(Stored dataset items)
┄┄┄┄┄┄┄┄┄┄┄┄┄┄┄┄┄┄┄┄

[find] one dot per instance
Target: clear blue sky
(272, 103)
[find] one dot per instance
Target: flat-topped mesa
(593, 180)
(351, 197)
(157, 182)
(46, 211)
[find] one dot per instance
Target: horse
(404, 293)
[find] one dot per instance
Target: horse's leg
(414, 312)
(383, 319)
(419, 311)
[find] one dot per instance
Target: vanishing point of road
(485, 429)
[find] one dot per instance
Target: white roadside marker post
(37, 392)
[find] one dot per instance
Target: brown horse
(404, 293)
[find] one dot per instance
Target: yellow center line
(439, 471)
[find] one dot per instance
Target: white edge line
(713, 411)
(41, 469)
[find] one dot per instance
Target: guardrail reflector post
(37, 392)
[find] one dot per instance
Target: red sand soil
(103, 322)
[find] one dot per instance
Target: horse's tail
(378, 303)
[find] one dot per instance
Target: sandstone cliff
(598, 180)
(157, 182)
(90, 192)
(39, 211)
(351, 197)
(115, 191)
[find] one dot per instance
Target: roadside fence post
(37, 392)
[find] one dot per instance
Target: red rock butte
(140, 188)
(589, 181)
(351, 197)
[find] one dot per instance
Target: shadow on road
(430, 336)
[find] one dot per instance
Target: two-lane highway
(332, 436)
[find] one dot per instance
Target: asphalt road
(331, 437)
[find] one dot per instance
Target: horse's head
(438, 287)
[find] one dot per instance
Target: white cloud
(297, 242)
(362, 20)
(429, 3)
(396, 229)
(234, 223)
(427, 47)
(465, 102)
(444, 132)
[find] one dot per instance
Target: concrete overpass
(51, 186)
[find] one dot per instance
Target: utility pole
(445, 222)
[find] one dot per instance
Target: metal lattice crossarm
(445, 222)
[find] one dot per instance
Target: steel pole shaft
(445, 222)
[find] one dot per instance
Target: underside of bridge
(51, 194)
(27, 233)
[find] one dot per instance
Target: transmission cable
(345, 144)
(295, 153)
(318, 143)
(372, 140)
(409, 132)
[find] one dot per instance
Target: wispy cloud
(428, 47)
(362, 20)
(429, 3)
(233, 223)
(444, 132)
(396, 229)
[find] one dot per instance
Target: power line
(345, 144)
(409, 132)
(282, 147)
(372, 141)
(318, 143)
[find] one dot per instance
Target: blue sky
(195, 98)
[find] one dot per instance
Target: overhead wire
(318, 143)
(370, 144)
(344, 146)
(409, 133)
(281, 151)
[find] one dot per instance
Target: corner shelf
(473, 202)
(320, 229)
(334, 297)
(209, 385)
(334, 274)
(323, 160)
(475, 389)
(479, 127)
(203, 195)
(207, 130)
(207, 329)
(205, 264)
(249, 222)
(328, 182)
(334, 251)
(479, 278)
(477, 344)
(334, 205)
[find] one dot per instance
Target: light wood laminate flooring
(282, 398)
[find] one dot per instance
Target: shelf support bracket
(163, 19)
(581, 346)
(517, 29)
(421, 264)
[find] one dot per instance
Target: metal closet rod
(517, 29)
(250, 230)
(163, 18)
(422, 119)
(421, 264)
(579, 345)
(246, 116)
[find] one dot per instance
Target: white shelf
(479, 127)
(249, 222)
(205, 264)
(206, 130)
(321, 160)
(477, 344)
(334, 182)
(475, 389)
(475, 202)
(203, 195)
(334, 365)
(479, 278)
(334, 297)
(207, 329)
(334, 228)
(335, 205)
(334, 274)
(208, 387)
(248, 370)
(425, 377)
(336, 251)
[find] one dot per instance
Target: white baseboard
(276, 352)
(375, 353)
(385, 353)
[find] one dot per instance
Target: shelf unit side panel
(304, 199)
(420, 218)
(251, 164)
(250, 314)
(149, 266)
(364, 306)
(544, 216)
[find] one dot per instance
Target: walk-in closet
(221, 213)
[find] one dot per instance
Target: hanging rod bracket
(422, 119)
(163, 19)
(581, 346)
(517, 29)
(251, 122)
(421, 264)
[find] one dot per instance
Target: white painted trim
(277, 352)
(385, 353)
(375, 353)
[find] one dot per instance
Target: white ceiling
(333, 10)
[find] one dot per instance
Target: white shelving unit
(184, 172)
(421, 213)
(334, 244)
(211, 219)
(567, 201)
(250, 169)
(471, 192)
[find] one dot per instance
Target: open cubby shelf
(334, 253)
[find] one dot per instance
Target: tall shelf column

┄┄┄┄┄┄┄┄┄┄┄┄┄┄┄┄┄┄┄┄

• Activity:
Output the complete set of records word for word.

• Task solution:
[find] one dot per instance
Target: clear blue sky
(272, 103)
[find] one dot per instance
Target: flat-topped mesa
(593, 180)
(351, 197)
(157, 182)
(46, 211)
[find] one dot per instance
Target: horse
(404, 293)
[find] one dot per instance
Target: horse's leg
(414, 312)
(383, 319)
(419, 311)
[find] one dot per instance
Target: vanishing point of road
(485, 429)
[find] one dot per instance
Target: white roadside marker post
(37, 392)
[find] one dot per instance
Target: brown horse
(404, 293)
[find] one dot per instance
Target: yellow center line
(439, 471)
[find] one dot per instance
Target: white edge line
(713, 411)
(41, 469)
[find] one dot per instance
Target: guardrail reflector post
(37, 392)
[find] one dot per instance
Target: red sand soil
(103, 322)
[find] one dot per instance
Target: horse's tail
(378, 303)
[find] one dot per instance
Target: sandstone cliff
(598, 180)
(157, 182)
(90, 192)
(39, 211)
(351, 197)
(115, 191)
[find] one dot per instance
Target: roadside fence post
(37, 392)
[find] one dot per instance
Target: red rock butte
(140, 188)
(589, 181)
(351, 197)
[find] one dot per instance
Target: shadow on road
(430, 336)
[find] one dot per instance
Target: two-lane highway
(332, 436)
[find] one dot per instance
Target: asphalt road
(331, 437)
[find] one dot per instance
Target: horse's head
(438, 287)
[find] one dot per instance
Target: white cloud
(297, 242)
(362, 20)
(429, 3)
(396, 229)
(234, 223)
(427, 47)
(465, 102)
(444, 132)
[find] one dot per instance
Target: concrete overpass
(51, 186)
[find] one dot per instance
Target: utility pole
(445, 222)
[find] one dot per instance
Target: metal lattice crossarm
(445, 222)
[find] one dot per instance
Target: steel pole shaft
(445, 222)
[find] one dot per instance
Target: underside of bridge
(51, 194)
(27, 233)
[find] one dot per instance
Target: transmission cable
(345, 144)
(295, 153)
(318, 143)
(372, 140)
(409, 132)
[find] one dot per instance
Target: wispy cloud
(428, 47)
(362, 20)
(429, 3)
(233, 223)
(444, 132)
(396, 229)
[find] one dot per instance
Target: power line
(345, 144)
(409, 132)
(282, 147)
(372, 141)
(318, 143)
[find] one dot per instance
Target: blue sky
(195, 98)
[find] one dot per instance
Target: overhead wire
(318, 143)
(370, 144)
(344, 146)
(409, 133)
(281, 151)
[find] one dot per instance
Target: corner shelf
(473, 202)
(320, 229)
(334, 297)
(209, 385)
(334, 274)
(323, 160)
(475, 389)
(479, 127)
(203, 195)
(207, 130)
(207, 329)
(205, 264)
(249, 222)
(328, 182)
(334, 251)
(479, 278)
(477, 344)
(334, 205)
[find] one dot per instance
Target: light wood laminate flooring
(282, 398)
[find] one dot per instance
Target: shelf support bracket
(163, 19)
(581, 346)
(517, 29)
(421, 264)
[find] one dot per instance
Target: metal closet rod
(517, 29)
(250, 230)
(163, 18)
(422, 119)
(421, 264)
(579, 345)
(246, 116)
[find] one dot per instance
Target: white shelf
(479, 127)
(249, 222)
(205, 264)
(206, 130)
(321, 160)
(477, 344)
(334, 182)
(475, 389)
(475, 202)
(203, 195)
(334, 365)
(479, 278)
(334, 297)
(207, 329)
(334, 228)
(335, 205)
(334, 274)
(208, 387)
(248, 370)
(425, 377)
(336, 251)
[find] one dot per instance
Target: white baseboard
(276, 352)
(375, 353)
(385, 353)
[find] one dot per instance
Target: shelf unit side panel
(304, 199)
(420, 218)
(251, 164)
(250, 314)
(149, 266)
(364, 306)
(544, 216)
[find] one dot per instance
Target: walk-in closet
(221, 213)
[find] one dot per instance
Target: hanging rod bracket
(422, 119)
(163, 19)
(581, 346)
(517, 29)
(251, 122)
(421, 264)
[find] one dot per instance
Target: white painted trim
(277, 352)
(385, 353)
(375, 353)
[find] one dot per instance
Target: white ceiling
(333, 10)
[find] one dot per instance
Target: white shelving unit
(184, 172)
(421, 213)
(334, 244)
(211, 219)
(567, 201)
(250, 169)
(471, 192)
[find] one dot per instance
Target: open cubby shelf
(334, 253)
[find] one dot per instance
Target: tall shelf column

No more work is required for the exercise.